> EXERCISE DESCRIPTION
Reproduce each of the following records verbatim, in order and with no changes.

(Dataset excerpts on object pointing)

########################################

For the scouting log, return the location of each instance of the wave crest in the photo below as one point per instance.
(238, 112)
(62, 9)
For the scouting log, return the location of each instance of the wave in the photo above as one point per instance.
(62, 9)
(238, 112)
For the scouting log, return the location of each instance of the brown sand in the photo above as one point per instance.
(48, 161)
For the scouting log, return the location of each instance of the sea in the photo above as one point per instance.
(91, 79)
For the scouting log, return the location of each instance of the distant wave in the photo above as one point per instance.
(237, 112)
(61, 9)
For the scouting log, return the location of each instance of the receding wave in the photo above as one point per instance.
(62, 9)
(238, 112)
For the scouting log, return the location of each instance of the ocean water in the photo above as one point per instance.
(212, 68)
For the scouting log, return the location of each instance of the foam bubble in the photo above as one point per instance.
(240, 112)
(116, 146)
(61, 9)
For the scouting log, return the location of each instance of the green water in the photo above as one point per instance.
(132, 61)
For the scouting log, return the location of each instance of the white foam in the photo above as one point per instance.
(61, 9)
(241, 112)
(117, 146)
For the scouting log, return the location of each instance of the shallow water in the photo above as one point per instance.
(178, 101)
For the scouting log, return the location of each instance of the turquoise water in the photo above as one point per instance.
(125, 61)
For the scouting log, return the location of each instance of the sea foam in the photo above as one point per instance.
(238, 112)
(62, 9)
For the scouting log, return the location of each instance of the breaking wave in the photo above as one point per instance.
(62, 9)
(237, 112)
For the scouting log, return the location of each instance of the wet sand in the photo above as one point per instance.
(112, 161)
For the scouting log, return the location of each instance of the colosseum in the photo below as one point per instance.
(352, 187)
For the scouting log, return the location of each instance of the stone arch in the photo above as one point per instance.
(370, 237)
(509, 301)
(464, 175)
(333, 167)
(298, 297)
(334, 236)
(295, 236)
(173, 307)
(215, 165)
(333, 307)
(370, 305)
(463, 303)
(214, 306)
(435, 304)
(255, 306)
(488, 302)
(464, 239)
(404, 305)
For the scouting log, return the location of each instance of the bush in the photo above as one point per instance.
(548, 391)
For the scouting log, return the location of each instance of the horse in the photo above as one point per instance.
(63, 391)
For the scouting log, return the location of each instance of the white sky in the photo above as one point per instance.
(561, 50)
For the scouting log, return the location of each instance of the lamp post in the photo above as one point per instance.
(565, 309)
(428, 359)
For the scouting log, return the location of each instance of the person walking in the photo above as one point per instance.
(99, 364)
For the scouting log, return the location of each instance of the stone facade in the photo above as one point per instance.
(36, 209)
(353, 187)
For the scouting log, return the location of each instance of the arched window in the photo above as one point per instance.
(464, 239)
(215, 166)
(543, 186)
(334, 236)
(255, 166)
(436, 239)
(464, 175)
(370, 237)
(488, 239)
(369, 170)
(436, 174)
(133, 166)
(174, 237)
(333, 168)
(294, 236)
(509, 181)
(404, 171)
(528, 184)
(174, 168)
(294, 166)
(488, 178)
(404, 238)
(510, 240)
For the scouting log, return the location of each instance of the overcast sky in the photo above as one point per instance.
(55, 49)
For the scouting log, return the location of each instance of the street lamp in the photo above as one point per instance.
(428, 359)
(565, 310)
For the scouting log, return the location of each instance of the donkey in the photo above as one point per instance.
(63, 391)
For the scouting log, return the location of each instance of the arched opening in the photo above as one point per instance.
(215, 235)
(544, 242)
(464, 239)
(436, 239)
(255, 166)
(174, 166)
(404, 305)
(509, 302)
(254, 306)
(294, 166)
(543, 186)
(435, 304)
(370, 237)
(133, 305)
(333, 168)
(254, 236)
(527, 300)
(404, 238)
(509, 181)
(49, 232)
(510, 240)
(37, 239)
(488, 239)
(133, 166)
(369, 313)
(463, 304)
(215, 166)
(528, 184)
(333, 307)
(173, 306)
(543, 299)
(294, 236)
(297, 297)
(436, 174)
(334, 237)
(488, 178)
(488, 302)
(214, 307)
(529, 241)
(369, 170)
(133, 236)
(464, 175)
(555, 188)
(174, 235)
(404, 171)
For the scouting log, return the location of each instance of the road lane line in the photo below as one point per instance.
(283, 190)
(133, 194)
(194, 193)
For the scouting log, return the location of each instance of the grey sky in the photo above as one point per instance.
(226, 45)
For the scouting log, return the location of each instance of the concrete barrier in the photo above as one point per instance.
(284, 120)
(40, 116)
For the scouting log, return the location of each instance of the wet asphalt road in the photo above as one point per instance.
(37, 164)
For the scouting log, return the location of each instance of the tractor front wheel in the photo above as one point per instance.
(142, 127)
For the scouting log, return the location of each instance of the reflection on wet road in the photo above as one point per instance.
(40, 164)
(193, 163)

########################################

> SOLUTION FOR THIS TASK
For the scouting log, return the location of each instance of the wave crest in the photo below as one point per instance.
(238, 112)
(62, 9)
For the scouting log, return the location of each instance of the wave in the photo above as one point per instance.
(62, 9)
(238, 112)
For the scouting log, return the location of each instance of the brown sand in the photo above as one point per instance.
(48, 161)
For the scouting log, return the location of each instance of the sea in the photo above as one point per instance.
(91, 79)
For the scouting log, return the location of each instance of the distant wave in the photo above as one point per instance.
(237, 112)
(61, 9)
For the scouting log, return the location of each instance of the receding wave in the photo above as one point per instance.
(62, 9)
(238, 112)
For the scouting log, return the location of each instance of the ocean water in the photo above as one point per instance.
(212, 68)
For the scouting log, return the location of each instance of the foam bubble in the photo above as one point per instance.
(240, 112)
(116, 146)
(61, 9)
For the scouting log, return the location of each instance of the green water in the photo above as one point per instance.
(132, 61)
For the scouting log, return the location of each instance of the white foam in the photo above as one point per instance.
(61, 9)
(241, 112)
(117, 146)
For the scouting log, return the location of each instance of the shallow water in the photo above as one point per instance.
(178, 101)
For the scouting log, return the location of each instance of the turquoise water in the photo above as one point per instance.
(125, 61)
For the scouting log, return the location of each instance of the sea foam in the photo above as one point per instance.
(238, 112)
(62, 9)
For the scouting log, return the location of each instance of the breaking wave in the photo above as one point per instance.
(62, 9)
(237, 112)
For the scouting log, return the location of each instance of the wet sand in the photo above as one point per instance.
(112, 161)
For the scouting log, return the location of each instance of the colosseum in the photo below as one point per instance.
(352, 187)
For the scouting log, return the location of each instance of the stone arch in the photo above as one point per instance.
(370, 237)
(509, 301)
(464, 175)
(333, 167)
(298, 297)
(334, 236)
(295, 236)
(173, 307)
(215, 165)
(333, 307)
(370, 305)
(463, 303)
(214, 306)
(435, 304)
(255, 306)
(488, 302)
(464, 239)
(404, 305)
For the scouting log, return the location of each instance of the bush in the photo above as one point per instance.
(548, 391)
For the scouting log, return the location of each instance of the horse in the photo above as one point per instance.
(63, 391)
For the scouting log, return the location of each instance of the white sky in the photo above as one point per instance.
(561, 50)
For the scouting log, return the location of each instance of the lamp post in the photo above as one point per instance.
(565, 309)
(428, 359)
For the scouting log, return the location of each instance of the person walking in the photo above as one point per instance.
(99, 364)
For the scouting log, return the location of each instance of the stone facade in the photo above as one point per instance.
(36, 209)
(353, 187)
For the scouting log, return the location of each instance of the arched window in the photo above as one point per instance.
(464, 239)
(215, 166)
(543, 186)
(334, 236)
(255, 166)
(436, 239)
(464, 175)
(370, 237)
(488, 239)
(369, 170)
(436, 174)
(133, 166)
(174, 237)
(333, 168)
(294, 236)
(509, 181)
(404, 171)
(528, 184)
(174, 168)
(294, 166)
(488, 178)
(404, 238)
(510, 240)
For the scouting log, return the location of each instance of the overcast sky in the photo above as one point per instance.
(55, 49)
For the scouting log, return the location of each instance of the street lamp in the photo above as one point per instance.
(428, 359)
(565, 310)
For the scouting log, return the location of each instance of the donkey in the photo above as one point per instance.
(63, 391)
For the scouting log, return the location of each instance of the arched opening in the photo above as one point per instance.
(215, 235)
(544, 242)
(464, 239)
(436, 239)
(255, 166)
(174, 166)
(404, 305)
(509, 302)
(254, 306)
(294, 166)
(543, 186)
(435, 304)
(370, 237)
(133, 305)
(333, 168)
(254, 236)
(527, 300)
(404, 238)
(509, 181)
(49, 232)
(510, 240)
(37, 239)
(488, 239)
(133, 166)
(369, 313)
(463, 304)
(215, 166)
(528, 184)
(333, 307)
(173, 306)
(543, 299)
(294, 236)
(297, 297)
(436, 174)
(334, 237)
(488, 178)
(488, 302)
(214, 307)
(529, 241)
(369, 170)
(133, 236)
(464, 175)
(555, 188)
(174, 235)
(404, 171)
For the scouting log, return the location of each instance of the road lane line in the photo below as one point per instance.
(283, 190)
(133, 194)
(194, 193)
For the scouting log, return the location of each instance of the grey sky in the photo above as one point per instance.
(226, 45)
For the scouting log, return the location of each instance of the concrete barrier in the photo above as one point per instance.
(284, 120)
(40, 116)
For the scouting log, return the location of each instance of the wet asphalt road in the photo above as one point per instance.
(37, 164)
For the scouting log, return the location of each instance of the tractor front wheel in the photo above as one point per instance.
(142, 127)
For the scouting log, return the location of each instance of the reflection on wet road in the photo above as one point per instance.
(40, 164)
(193, 163)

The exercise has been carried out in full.